Task prompt ▸
Skip every line before the one containing "find | black side panel on singlet", then copy that line and the rest of the entries below exactly, through the last line.

Material supplied ▸
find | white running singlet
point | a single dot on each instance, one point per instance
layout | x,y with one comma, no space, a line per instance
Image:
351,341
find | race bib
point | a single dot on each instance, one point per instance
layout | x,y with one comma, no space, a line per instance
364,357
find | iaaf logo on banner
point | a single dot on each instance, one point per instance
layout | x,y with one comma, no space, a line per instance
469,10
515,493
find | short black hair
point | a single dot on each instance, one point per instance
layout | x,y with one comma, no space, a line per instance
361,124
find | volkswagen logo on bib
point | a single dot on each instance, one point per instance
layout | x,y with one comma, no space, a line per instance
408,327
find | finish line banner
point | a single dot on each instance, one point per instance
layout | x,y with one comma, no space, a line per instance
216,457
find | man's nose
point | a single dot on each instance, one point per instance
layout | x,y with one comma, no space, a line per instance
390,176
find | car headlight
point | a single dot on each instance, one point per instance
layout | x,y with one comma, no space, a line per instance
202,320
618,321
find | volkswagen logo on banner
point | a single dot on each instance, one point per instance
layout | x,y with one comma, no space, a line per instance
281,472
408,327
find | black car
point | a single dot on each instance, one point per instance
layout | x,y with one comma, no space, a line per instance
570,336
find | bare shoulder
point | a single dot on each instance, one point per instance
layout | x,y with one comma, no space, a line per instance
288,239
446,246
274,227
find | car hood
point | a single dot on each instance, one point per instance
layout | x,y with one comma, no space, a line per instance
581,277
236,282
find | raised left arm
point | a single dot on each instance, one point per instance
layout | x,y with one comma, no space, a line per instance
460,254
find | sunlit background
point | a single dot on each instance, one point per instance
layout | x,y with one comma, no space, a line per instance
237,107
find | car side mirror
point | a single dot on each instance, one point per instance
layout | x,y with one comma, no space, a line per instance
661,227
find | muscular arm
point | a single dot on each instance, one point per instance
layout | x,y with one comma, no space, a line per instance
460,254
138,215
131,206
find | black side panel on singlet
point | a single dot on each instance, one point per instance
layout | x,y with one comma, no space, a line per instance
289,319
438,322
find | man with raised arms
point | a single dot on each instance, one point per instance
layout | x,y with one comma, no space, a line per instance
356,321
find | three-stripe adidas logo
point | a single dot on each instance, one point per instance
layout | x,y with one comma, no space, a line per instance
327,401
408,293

The result ▸
find | black side panel on singlet
point | a single dot on each instance, one point per instance
layout | x,y with one comma, no space, a line per instance
289,319
438,322
find | man with raised arms
point | a single dot on each instance, one point per instance
layout | x,y with one comma, no space, a line per instance
356,321
find | three-stripe adidas logo
point | a single dot on each instance, one point per instance
layout | x,y with one comma, no space, a line per instance
327,401
408,293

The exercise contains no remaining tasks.